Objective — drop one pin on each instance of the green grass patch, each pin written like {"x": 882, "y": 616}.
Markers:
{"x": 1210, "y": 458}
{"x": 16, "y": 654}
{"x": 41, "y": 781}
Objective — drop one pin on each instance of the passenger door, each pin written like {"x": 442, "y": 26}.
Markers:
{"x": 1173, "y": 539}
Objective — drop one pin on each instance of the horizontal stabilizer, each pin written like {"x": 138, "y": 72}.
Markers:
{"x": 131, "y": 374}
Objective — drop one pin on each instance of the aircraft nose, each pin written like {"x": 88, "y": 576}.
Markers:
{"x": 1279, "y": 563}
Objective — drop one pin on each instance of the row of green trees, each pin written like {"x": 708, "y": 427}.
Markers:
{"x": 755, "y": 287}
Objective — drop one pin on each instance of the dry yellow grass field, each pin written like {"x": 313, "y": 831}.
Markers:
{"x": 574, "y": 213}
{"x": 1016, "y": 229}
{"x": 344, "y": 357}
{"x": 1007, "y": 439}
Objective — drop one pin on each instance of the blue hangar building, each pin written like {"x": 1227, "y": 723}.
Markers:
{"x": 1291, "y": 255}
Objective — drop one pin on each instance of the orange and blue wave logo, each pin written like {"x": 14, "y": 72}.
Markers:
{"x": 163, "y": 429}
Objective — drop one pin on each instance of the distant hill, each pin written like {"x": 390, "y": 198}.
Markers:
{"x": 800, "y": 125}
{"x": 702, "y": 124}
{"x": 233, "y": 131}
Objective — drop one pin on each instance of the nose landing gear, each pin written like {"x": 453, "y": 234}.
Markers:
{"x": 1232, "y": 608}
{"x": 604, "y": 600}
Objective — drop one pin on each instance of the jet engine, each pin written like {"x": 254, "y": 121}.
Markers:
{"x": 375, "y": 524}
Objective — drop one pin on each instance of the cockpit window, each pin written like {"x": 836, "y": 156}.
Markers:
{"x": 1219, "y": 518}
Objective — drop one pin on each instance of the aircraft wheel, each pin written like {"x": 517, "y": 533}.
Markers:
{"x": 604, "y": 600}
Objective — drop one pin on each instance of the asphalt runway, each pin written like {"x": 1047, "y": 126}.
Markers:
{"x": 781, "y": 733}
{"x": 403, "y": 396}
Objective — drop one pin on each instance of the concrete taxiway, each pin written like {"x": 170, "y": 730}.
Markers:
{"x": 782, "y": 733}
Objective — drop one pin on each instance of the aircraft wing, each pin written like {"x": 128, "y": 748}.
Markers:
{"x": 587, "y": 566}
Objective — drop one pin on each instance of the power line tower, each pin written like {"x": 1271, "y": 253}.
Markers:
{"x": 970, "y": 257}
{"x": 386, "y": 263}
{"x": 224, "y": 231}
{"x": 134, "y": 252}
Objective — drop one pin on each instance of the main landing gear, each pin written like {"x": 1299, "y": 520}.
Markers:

> Directions
Please quote the data above in full, with no line missing.

> Task solution
Objective — drop one pin on each instance of the green grass patch, each pin written like {"x": 882, "y": 616}.
Markers:
{"x": 1210, "y": 458}
{"x": 16, "y": 654}
{"x": 41, "y": 781}
Objective — drop one pin on each instance of the passenger door, each pin written like {"x": 442, "y": 26}.
Markers:
{"x": 1173, "y": 539}
Objective — drop one pin on each instance of the horizontal stabilizer, each pin written like {"x": 138, "y": 72}.
Markers:
{"x": 131, "y": 374}
Objective — drop one pin on each instance of the aircraft nose, each pin written like {"x": 88, "y": 576}.
Markers:
{"x": 1279, "y": 563}
Objective — drop one pin on each instance of the row of green trees, each pin written like {"x": 708, "y": 427}.
Markers:
{"x": 755, "y": 287}
Objective — drop one pin on each instance of the dry yellow grass field, each pin written like {"x": 313, "y": 831}.
Markers:
{"x": 574, "y": 213}
{"x": 1016, "y": 229}
{"x": 344, "y": 357}
{"x": 1007, "y": 439}
Objective — drop one pin on each instance of the blue hangar building, each pin written like {"x": 1227, "y": 723}.
Markers:
{"x": 1291, "y": 255}
Objective — drop one pin on each instance of the orange and blue wave logo, each pin written like {"x": 14, "y": 72}.
Markers:
{"x": 163, "y": 429}
Objective — drop one pin on each instance of the distant hill, each pin written like {"x": 390, "y": 198}.
Markers:
{"x": 800, "y": 125}
{"x": 702, "y": 124}
{"x": 233, "y": 131}
Objective — drop one pin on each instance of the nose landing gear, each pin written like {"x": 453, "y": 234}.
Markers:
{"x": 1232, "y": 608}
{"x": 604, "y": 600}
Objective — drop one pin on each instance of the jet engine, each pin written like {"x": 254, "y": 121}.
Markers:
{"x": 375, "y": 524}
Objective — drop one pin on each instance of the cockpit window, each pin written like {"x": 836, "y": 156}.
Markers:
{"x": 1219, "y": 518}
Objective — drop one pin on each instance of the aircraft wheel, each pin written like {"x": 517, "y": 533}.
Markers:
{"x": 604, "y": 600}
Objective — drop one pin on each instance of the asphalt runway, each pin written like {"x": 1047, "y": 126}.
Markers:
{"x": 781, "y": 733}
{"x": 403, "y": 396}
Objective — drop one pin on each instance of the concrete taxiway, each pin written like {"x": 170, "y": 730}.
Markers:
{"x": 782, "y": 733}
Objective — drop one pin on each instance of the aircraft wing, each pin written like {"x": 128, "y": 748}.
Markers:
{"x": 587, "y": 566}
Objective — drop one pin on each instance of the power line tower, each pin written like {"x": 1271, "y": 253}.
Markers:
{"x": 970, "y": 257}
{"x": 386, "y": 263}
{"x": 224, "y": 231}
{"x": 134, "y": 252}
Objective — drop one pin on each instance of the main landing gear, each pin written like {"x": 1299, "y": 520}.
Markers:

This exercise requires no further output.